[Data lines]
╔══

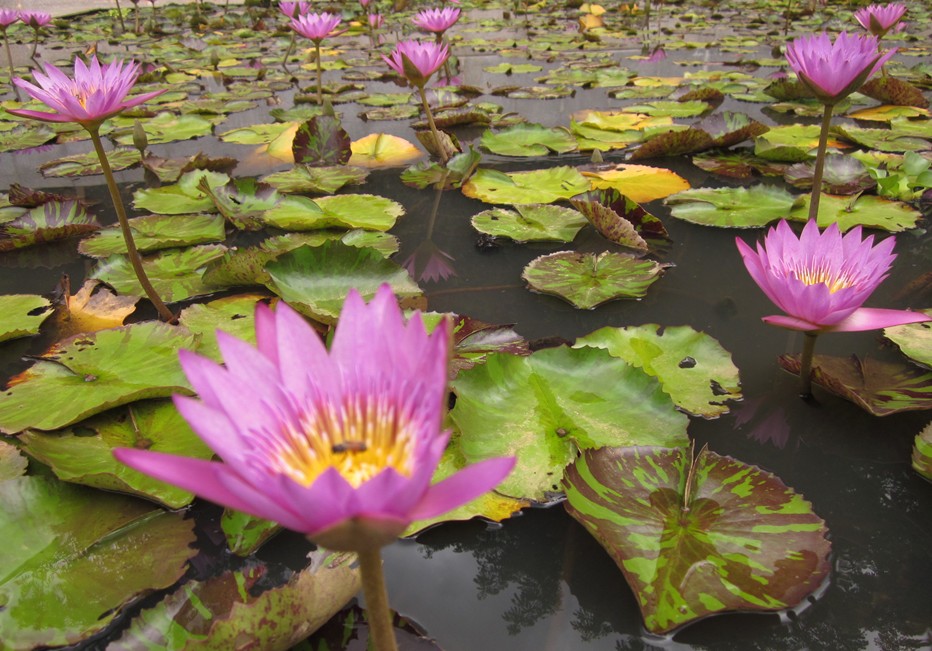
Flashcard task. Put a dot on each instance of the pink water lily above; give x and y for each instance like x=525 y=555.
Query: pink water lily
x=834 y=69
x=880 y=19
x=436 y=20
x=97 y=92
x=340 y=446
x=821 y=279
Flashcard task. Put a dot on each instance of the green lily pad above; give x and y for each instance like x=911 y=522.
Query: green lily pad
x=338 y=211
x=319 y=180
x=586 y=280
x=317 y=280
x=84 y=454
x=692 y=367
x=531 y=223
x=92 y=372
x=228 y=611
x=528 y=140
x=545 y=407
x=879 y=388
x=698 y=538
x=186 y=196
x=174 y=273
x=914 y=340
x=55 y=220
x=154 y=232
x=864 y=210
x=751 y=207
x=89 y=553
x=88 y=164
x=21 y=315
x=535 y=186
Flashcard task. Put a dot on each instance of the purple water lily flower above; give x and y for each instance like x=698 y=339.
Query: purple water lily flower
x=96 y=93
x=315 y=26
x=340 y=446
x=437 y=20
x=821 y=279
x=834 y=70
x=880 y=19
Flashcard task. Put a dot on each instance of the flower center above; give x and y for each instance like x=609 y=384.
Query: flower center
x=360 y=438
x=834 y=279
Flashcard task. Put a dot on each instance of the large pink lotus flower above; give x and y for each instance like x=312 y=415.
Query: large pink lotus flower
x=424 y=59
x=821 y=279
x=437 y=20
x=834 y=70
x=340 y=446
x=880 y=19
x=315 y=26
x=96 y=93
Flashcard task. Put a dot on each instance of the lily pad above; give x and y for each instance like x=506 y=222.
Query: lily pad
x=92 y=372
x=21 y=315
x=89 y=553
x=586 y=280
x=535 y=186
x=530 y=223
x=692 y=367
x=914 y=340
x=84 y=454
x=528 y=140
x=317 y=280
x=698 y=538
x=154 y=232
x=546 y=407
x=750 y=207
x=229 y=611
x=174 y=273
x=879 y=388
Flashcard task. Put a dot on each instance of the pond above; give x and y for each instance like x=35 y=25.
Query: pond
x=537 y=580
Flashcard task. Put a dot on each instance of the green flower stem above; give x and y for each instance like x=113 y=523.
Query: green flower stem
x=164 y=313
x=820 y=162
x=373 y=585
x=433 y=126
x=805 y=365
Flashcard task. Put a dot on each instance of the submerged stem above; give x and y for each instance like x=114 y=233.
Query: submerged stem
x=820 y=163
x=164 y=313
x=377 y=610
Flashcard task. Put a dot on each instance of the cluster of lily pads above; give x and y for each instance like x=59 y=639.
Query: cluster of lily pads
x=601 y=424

╚══
╔══

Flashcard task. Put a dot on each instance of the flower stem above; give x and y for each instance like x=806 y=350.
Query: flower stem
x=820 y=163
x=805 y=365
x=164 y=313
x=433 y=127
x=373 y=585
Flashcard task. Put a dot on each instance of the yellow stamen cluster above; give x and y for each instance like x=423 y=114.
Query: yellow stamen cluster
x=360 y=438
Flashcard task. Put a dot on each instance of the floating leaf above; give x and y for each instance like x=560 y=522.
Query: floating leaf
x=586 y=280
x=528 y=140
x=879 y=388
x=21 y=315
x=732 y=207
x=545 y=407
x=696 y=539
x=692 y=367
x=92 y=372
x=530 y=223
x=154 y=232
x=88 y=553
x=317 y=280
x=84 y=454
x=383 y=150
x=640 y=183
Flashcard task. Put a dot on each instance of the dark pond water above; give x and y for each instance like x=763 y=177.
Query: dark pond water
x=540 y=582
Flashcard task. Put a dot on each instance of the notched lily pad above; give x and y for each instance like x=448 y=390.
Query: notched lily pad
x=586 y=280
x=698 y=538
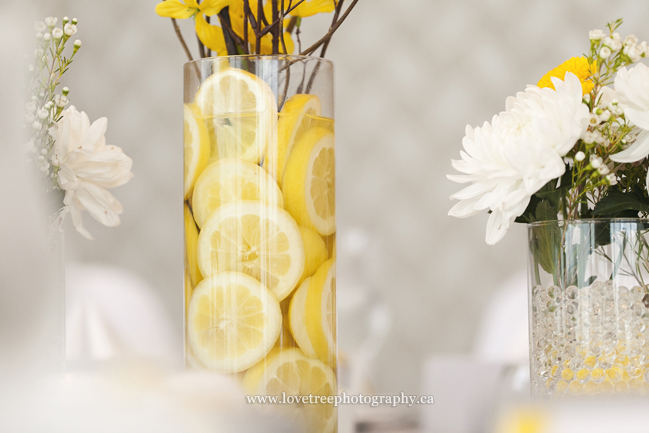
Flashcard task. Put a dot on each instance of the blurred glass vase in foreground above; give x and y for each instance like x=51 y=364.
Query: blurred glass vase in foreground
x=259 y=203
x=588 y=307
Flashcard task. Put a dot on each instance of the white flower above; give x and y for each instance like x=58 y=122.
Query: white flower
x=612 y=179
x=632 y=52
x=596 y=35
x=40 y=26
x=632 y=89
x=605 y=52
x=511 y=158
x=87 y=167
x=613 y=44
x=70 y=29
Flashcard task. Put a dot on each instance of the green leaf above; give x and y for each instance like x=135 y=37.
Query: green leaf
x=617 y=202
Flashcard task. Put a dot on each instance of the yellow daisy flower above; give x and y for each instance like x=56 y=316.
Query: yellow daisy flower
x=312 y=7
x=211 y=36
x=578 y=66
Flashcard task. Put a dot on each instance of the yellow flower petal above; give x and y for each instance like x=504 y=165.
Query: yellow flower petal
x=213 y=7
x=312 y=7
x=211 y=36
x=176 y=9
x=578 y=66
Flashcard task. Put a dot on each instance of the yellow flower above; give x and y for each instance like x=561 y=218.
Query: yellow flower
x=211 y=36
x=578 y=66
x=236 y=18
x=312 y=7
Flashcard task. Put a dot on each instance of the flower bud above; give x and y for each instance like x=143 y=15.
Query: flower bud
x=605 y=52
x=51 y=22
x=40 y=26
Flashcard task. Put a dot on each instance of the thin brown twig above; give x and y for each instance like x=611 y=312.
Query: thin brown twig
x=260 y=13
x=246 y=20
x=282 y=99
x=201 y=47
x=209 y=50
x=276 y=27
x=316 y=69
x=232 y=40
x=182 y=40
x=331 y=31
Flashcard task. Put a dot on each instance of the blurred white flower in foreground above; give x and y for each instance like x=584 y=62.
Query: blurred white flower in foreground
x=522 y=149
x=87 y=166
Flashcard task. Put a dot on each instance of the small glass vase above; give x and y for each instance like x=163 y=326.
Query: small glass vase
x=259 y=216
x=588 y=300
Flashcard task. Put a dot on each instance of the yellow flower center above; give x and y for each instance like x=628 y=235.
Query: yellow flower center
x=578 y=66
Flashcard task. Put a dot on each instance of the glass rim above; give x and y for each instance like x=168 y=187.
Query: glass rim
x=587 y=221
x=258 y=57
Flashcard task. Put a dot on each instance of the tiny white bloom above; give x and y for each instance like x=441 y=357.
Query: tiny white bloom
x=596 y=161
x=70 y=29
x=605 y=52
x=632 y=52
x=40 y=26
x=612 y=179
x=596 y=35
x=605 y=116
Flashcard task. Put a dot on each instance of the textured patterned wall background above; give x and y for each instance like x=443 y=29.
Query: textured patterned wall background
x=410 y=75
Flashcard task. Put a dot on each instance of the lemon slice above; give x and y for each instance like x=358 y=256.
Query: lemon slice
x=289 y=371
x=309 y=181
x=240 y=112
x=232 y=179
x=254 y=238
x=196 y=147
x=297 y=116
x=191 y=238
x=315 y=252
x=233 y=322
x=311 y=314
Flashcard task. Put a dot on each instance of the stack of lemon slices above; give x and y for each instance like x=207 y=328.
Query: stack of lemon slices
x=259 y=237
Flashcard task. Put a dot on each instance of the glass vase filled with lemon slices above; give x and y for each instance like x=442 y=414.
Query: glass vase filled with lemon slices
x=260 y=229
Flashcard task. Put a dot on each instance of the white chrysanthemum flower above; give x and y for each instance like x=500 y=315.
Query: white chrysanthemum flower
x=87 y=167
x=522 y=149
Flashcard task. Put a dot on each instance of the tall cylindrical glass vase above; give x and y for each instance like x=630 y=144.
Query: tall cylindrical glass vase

╚══

## [Stated goal]
Extract the lines of the material from the line with "Flashcard task. Put a dot on each instance of the tiny" up to and including the line with "x=605 y=116", and reproduce them without any change.

## [Answer to the exercise]
Flashcard task. Put a dot on each instance of the tiny white bloom above; give x and y for each instance like x=441 y=357.
Query: tiny white bloom
x=596 y=161
x=70 y=29
x=605 y=52
x=632 y=52
x=40 y=26
x=612 y=179
x=596 y=35
x=605 y=116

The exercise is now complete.